> Written task: Reproduce all of the following records verbatim, keeping every line in its original order.
--- begin Data listing ---
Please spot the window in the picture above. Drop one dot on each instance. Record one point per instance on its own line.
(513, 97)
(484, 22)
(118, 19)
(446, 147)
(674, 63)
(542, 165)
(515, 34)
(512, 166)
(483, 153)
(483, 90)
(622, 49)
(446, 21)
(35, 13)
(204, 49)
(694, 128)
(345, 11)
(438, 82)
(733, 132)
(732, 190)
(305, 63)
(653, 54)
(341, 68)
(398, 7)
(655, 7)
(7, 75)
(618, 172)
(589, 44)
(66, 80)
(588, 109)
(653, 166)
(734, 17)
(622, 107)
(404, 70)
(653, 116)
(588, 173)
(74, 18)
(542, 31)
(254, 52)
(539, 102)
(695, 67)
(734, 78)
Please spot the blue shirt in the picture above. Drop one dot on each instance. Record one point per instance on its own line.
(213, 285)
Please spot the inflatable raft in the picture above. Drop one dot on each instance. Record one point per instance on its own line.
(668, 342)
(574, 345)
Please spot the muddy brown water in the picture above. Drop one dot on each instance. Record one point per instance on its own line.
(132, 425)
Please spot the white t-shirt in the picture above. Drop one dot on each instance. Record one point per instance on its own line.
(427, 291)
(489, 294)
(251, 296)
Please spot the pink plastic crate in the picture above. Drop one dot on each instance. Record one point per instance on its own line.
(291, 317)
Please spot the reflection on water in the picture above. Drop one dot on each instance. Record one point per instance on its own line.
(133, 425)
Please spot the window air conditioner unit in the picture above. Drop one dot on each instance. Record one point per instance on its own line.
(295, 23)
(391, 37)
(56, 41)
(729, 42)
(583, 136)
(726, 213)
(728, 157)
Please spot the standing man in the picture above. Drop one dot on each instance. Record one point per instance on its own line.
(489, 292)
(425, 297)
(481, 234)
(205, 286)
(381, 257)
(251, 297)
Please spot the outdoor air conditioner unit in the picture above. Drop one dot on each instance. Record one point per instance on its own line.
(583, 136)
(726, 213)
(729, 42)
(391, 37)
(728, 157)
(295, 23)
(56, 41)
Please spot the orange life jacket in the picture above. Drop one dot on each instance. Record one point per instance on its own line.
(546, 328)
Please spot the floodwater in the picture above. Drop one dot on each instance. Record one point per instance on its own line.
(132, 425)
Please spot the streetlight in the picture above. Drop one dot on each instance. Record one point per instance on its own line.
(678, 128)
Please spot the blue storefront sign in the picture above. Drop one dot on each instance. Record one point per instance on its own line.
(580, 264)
--- end Data listing ---
> Completed task:
Please spot the window in the picture above. Drop one dot on each instance. Record one point per instance on its own line.
(513, 97)
(484, 22)
(118, 19)
(446, 147)
(674, 63)
(542, 165)
(515, 34)
(512, 166)
(483, 153)
(483, 90)
(622, 49)
(446, 21)
(35, 13)
(204, 49)
(694, 128)
(345, 11)
(438, 82)
(733, 132)
(732, 190)
(305, 63)
(653, 54)
(341, 68)
(398, 7)
(655, 7)
(7, 75)
(618, 172)
(589, 44)
(66, 80)
(588, 109)
(653, 166)
(734, 17)
(622, 107)
(404, 70)
(653, 116)
(588, 173)
(74, 18)
(542, 31)
(254, 52)
(539, 102)
(695, 67)
(734, 78)
Please spot the blue shirt in the picture above. Drop one dot on each instance. Record one point per instance on its own line.
(213, 285)
Please spot the inflatable raft in the picture above. Drop one dot on each instance. Record one point per instance on its own line.
(668, 342)
(574, 345)
Please spot the muddy brown water in the picture above. Drop one dot on each instance. Record one point per instance on its own line.
(132, 425)
Please spot the white t-shirt in the picture above. Drop one dot on each instance. Record one point per instance on its own line.
(427, 291)
(489, 294)
(251, 296)
Please spot the pink plastic crate in the picture above. Drop one dot on each instance. Record one point per instance on its own line.
(291, 317)
Please spot the reflection on water in the picture above. Drop one dot on each instance. Record one point per instance on its own line.
(133, 425)
Please spot the window air conditioner unit in the picture above. Drop one dot on each instance. Record one point per instance on its own line.
(295, 23)
(391, 37)
(56, 41)
(729, 42)
(583, 136)
(726, 213)
(728, 157)
Please spot the standing man in the picture above. Drop one dot on each instance. Record one point per instance on its own line.
(489, 292)
(425, 297)
(481, 234)
(205, 286)
(381, 257)
(251, 297)
Please spot the outdoor air conditioner unit in the picture above. Drop one dot on each instance. Record one point per instance on its own line.
(583, 136)
(726, 213)
(729, 42)
(391, 37)
(728, 157)
(295, 23)
(56, 41)
Please spot the orange life jacket in the picture above. Drop one dot on each instance. Record one point per instance on its own line.
(546, 328)
Please spot the floodwater in the picture above. Drop one dot on each instance. Record one point per instance on its own line.
(132, 425)
Please spot the streetlight in the picture above. Drop one dot on each instance. Record one point per instance on its own line.
(678, 128)
Please spot the blue storefront sign in the picture above. Drop one dot on each instance. Record one point per instance on its own line.
(580, 264)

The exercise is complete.